Brief — Check each line of the records below for the word "clasped" and copy those where it appears.

........

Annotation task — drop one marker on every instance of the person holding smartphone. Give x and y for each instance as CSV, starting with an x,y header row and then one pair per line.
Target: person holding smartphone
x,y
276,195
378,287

........

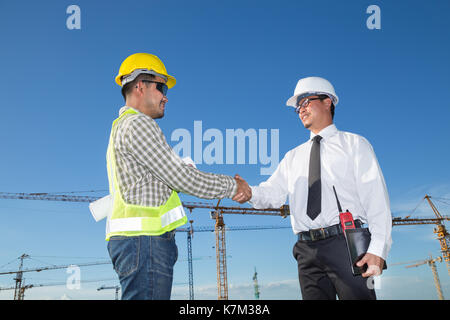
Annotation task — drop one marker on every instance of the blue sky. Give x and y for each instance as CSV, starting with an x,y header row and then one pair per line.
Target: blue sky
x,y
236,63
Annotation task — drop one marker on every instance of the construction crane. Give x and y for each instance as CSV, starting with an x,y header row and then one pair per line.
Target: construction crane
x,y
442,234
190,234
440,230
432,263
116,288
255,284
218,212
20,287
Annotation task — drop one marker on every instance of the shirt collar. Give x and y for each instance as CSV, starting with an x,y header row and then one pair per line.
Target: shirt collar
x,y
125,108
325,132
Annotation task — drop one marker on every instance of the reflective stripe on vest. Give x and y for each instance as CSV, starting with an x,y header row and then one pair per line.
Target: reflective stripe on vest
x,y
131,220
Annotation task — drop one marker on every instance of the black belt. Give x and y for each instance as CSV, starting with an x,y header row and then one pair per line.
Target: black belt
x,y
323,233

........

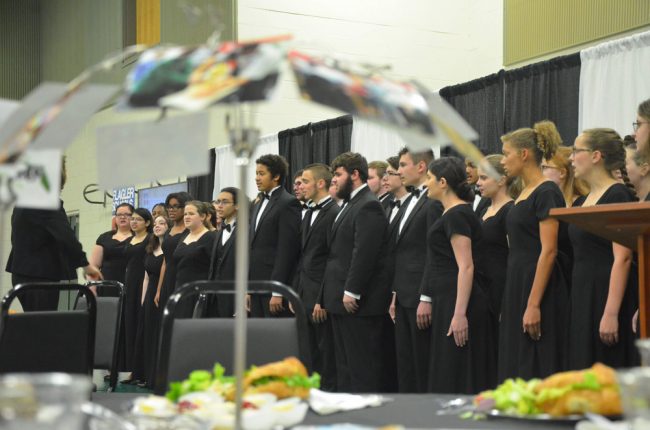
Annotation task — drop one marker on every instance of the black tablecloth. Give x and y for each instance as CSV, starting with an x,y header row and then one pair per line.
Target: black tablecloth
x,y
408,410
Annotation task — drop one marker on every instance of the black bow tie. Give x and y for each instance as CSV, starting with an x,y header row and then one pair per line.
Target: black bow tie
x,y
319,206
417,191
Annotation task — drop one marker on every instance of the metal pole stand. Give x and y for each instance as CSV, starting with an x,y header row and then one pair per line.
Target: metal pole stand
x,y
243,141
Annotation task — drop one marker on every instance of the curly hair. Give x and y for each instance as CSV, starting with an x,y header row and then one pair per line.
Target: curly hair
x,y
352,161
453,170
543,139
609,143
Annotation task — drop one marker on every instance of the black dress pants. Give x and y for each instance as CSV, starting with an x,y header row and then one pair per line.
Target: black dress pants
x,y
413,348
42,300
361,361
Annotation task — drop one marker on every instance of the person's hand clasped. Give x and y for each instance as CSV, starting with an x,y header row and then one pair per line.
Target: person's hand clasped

........

Response for this exercise —
Annotation task — drop one marker on every instance of the person's hand clasped. Give x and y for each instance as CSV, starting with an x,y header row and then one pair per line.
Target: person's hand clasped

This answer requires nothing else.